Natural-language object grounding data =
══════════════════════════════

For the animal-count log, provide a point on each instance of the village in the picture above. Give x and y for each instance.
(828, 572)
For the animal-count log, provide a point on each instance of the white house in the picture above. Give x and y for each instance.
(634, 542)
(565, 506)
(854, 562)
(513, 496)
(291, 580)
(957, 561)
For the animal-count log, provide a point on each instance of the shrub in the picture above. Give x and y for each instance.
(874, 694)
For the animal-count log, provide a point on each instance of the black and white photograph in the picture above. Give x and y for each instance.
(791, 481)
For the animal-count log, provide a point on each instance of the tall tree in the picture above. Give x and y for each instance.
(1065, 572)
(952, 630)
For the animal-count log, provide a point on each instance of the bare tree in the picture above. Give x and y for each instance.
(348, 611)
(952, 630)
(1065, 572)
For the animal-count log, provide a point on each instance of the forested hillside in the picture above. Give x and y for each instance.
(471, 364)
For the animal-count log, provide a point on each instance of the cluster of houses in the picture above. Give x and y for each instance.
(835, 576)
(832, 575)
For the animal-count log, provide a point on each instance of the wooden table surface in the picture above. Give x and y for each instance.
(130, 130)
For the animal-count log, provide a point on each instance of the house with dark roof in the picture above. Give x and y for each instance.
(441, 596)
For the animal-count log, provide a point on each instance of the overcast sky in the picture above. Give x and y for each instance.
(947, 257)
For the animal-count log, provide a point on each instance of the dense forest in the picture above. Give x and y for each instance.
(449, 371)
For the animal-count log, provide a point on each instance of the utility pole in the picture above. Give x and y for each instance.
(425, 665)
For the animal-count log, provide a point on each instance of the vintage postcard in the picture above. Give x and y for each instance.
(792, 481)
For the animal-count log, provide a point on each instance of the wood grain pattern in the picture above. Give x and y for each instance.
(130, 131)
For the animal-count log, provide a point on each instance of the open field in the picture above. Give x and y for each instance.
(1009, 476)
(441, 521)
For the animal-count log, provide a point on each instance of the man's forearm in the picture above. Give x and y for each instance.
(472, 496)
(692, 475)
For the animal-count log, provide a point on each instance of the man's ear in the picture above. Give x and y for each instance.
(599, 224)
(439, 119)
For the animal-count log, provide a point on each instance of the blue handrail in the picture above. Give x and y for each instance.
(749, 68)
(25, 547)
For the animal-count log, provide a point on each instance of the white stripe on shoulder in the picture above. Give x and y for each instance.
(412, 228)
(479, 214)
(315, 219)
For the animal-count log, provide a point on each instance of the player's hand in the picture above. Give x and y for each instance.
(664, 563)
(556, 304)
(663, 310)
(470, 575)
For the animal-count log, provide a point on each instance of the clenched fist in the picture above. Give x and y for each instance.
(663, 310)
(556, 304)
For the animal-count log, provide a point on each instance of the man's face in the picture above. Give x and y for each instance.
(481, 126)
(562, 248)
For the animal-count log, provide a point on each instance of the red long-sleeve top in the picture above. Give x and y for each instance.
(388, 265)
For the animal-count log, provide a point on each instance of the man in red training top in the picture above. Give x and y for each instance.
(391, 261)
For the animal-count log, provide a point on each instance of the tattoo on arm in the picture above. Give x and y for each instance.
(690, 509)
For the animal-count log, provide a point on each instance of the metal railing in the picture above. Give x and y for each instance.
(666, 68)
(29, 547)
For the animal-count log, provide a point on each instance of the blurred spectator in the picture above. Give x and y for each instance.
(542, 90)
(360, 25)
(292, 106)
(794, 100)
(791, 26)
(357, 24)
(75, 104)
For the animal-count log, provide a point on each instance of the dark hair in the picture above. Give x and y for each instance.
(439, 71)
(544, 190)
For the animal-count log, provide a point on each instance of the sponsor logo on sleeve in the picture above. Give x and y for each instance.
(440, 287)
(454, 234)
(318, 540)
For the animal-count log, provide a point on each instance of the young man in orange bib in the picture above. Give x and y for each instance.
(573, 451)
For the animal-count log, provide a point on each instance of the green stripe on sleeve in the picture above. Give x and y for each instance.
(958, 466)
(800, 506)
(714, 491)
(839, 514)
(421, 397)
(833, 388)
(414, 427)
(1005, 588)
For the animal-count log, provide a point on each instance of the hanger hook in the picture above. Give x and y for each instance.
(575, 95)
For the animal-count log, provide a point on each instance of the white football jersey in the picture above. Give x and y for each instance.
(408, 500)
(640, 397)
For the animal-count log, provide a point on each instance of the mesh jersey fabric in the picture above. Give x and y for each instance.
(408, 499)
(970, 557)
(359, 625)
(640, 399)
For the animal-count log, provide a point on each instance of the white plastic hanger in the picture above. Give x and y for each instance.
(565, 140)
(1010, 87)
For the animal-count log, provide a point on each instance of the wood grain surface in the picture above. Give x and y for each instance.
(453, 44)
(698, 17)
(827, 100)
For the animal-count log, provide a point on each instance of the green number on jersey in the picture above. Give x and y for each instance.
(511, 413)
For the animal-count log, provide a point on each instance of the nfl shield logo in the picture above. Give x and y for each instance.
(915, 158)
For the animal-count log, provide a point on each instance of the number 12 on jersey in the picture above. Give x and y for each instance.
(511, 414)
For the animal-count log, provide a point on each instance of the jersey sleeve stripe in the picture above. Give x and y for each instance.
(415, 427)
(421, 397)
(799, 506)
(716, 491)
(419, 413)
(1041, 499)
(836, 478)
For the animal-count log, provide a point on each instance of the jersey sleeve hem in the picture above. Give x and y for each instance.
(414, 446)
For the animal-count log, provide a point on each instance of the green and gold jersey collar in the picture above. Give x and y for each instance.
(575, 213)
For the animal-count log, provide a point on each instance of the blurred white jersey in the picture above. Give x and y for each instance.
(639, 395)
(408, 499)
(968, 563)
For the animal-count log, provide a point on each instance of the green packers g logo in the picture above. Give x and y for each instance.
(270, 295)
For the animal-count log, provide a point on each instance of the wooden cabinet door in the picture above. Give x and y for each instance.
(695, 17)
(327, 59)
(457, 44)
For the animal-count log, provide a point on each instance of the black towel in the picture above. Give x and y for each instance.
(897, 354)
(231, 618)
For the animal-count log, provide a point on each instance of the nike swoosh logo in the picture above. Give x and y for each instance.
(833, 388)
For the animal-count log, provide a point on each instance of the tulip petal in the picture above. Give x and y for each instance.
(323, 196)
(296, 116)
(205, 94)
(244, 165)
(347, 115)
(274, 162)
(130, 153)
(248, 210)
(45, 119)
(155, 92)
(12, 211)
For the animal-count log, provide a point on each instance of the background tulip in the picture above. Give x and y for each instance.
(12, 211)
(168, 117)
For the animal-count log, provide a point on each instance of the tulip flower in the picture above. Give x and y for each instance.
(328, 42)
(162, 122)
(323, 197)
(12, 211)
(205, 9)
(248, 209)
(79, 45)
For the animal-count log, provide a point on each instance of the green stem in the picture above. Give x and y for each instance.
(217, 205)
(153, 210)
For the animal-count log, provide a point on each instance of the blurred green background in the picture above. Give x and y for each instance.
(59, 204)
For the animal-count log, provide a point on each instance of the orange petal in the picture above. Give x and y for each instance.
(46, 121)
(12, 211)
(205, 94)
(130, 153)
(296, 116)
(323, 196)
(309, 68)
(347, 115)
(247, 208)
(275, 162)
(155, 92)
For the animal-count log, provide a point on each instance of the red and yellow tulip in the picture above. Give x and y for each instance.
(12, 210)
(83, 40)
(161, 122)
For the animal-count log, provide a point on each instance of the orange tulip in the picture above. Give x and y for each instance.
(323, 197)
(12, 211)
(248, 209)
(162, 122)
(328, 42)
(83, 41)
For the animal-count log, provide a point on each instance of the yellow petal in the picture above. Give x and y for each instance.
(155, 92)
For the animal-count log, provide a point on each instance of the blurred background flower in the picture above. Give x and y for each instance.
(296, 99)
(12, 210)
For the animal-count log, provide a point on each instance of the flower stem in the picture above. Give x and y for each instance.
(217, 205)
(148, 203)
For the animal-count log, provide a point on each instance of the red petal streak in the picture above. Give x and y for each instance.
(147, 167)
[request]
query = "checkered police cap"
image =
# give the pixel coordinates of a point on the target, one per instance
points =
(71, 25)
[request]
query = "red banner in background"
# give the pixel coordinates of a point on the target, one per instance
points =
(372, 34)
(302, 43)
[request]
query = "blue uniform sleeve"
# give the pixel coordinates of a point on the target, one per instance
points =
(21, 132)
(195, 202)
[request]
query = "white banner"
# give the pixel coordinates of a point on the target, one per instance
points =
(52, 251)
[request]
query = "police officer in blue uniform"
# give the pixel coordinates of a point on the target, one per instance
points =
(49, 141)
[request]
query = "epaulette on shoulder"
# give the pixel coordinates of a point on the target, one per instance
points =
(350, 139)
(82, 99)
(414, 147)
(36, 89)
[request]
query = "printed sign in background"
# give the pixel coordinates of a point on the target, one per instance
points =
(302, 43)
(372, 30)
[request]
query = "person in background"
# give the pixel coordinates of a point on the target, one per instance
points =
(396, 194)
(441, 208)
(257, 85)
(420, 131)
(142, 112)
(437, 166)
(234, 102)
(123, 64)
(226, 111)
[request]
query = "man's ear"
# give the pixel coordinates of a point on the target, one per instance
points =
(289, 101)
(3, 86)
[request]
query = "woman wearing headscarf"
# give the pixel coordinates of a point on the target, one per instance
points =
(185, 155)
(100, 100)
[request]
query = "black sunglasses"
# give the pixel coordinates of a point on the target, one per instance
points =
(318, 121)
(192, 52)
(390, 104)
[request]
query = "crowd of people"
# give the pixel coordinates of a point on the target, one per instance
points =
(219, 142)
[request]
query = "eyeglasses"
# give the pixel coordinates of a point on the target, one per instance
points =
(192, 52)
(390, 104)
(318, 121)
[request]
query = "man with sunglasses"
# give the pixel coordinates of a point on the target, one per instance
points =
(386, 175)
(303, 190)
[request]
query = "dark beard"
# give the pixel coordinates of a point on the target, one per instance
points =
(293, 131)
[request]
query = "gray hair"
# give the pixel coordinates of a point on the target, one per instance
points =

══════════════════════════════

Exercise prompt = Report every line of the data in which "sunglasses" appears.

Result for this task =
query = "black sunglasses"
query = "man with sunglasses"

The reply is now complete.